**WHAT IS EXPECTED**
Nothing but a verbatim copy of the data, minus the images, should be returned.

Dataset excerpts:
-- Opening Marker --

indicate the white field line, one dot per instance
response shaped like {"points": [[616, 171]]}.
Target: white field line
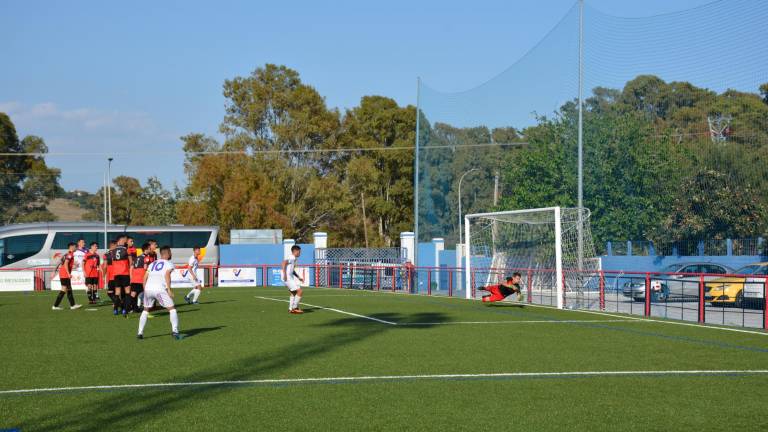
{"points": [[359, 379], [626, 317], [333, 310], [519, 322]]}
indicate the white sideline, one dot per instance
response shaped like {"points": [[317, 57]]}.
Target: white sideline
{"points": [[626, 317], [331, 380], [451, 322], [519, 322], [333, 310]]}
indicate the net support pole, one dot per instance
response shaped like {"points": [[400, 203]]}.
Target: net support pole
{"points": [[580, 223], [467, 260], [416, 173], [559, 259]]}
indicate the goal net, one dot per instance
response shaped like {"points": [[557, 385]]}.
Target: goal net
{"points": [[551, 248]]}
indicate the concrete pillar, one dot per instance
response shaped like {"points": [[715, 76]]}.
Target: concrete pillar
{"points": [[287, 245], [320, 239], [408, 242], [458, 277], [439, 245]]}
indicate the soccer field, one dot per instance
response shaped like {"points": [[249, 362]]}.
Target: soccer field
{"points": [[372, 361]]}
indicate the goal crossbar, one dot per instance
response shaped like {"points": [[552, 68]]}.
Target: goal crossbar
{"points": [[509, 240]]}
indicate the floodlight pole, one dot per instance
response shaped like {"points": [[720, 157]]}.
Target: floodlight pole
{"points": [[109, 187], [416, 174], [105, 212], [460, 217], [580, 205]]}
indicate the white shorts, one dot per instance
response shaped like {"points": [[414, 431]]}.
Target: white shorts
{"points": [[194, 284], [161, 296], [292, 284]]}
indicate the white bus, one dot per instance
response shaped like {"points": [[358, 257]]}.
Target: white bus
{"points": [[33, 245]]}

-- Closing Marker --

**TASK ANSWER**
indicate the white field line, one dot per instance
response shaped like {"points": [[616, 171]]}.
Target: white field line
{"points": [[359, 379], [626, 317], [333, 310], [519, 322]]}
indicate the white sideline, one dot per instance
response shaped like {"points": [[317, 57]]}.
Target: white sideline
{"points": [[626, 317], [331, 380], [451, 322], [519, 322], [333, 310]]}
indicate the net support pole, one dot per instance
response shaped like {"points": [[400, 203]]}.
Target: net support pole
{"points": [[580, 223], [467, 260], [416, 173], [559, 259]]}
indicate the goal net, one dot per instance
response shaped like {"points": [[557, 385]]}.
Target: goal net
{"points": [[551, 248]]}
indicate the concrete pillar, one dot per instance
response shaped like {"points": [[715, 76]]}.
Target: concrete pillar
{"points": [[287, 245], [320, 239], [408, 242], [458, 277], [439, 245]]}
indicate the soccer field, one dot per instance
response shaped like {"points": [[249, 362]]}.
Target: soccer field
{"points": [[372, 361]]}
indicate the goal crossbar, one dot per instance
response shaped like {"points": [[552, 68]]}.
Target: goal crossbar
{"points": [[509, 240]]}
indicate the floodlight pole, one dot per instance
response shaped like {"points": [[720, 157]]}.
Target: floodlight pole
{"points": [[109, 187], [416, 174], [105, 212], [460, 217], [580, 205]]}
indicate the white shorts, one dot per instance
response shaped like {"points": [[414, 431]]}.
Target: white shorts
{"points": [[194, 284], [161, 296], [292, 284]]}
indicate the white bus, one dot per instance
response shaped like {"points": [[358, 257]]}.
Target: white bus
{"points": [[33, 245]]}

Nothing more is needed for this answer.